### Aim of the task:
Write out exactly the lines running from the one that contains "background above? Mark it with a dot." through the end of the material.

(Point labeling dataset excerpts)
_ _ _ _ _ _ _
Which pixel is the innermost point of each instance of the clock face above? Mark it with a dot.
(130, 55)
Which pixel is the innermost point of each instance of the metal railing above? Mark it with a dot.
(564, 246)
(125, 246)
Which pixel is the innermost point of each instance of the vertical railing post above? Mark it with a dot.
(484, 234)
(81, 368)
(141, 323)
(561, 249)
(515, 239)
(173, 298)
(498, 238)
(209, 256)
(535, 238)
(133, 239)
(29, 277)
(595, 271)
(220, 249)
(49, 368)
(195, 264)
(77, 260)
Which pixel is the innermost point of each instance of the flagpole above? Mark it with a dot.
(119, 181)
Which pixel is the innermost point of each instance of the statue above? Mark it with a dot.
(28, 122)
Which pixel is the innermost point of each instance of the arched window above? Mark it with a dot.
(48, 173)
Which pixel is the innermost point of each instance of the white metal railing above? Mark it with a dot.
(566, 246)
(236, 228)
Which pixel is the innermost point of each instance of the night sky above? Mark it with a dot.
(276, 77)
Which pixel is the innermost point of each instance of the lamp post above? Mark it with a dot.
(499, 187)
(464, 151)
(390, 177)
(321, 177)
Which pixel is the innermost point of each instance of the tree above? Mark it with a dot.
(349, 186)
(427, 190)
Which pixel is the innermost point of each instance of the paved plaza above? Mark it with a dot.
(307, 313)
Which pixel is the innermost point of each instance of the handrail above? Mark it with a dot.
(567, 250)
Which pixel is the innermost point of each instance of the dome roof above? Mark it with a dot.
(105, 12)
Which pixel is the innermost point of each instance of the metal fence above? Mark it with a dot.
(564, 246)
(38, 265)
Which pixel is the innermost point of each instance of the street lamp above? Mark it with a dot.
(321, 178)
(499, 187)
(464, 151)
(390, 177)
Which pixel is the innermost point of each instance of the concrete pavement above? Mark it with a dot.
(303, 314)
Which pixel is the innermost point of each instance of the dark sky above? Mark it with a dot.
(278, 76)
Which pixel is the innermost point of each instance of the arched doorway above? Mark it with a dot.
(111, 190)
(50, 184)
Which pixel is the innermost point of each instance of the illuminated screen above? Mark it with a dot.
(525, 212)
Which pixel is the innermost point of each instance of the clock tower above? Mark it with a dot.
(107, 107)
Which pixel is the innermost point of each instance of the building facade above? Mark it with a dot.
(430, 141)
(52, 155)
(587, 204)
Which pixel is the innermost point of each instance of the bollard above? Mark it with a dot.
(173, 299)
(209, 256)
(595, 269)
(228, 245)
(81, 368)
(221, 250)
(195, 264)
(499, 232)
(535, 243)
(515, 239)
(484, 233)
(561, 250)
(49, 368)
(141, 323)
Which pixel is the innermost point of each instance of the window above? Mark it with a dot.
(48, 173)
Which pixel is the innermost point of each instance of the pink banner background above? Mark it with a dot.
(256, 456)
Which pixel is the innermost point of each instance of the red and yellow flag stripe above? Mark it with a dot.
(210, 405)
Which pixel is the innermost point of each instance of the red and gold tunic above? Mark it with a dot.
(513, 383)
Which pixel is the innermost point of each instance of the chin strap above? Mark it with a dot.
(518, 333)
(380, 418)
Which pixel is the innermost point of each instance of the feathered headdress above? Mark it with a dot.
_ _ _ _ _ _ _
### Task solution:
Which pixel is the innermost point of each instance of the pink banner background above? Mark it with a dot.
(256, 456)
Which pixel is the innermost point of each instance of the red and yellow flag stripe above? Mark it with a dot.
(210, 405)
Which pixel is the innermost point of each instance of the red and gold tunic above? Mark it with a dot.
(513, 383)
Which pixel is the innermost point of each instance of the chin strap above? Mark it with a dot.
(518, 333)
(380, 418)
Which pixel is the innermost point of each instance of the feathered headdress above? Mark it with a dot.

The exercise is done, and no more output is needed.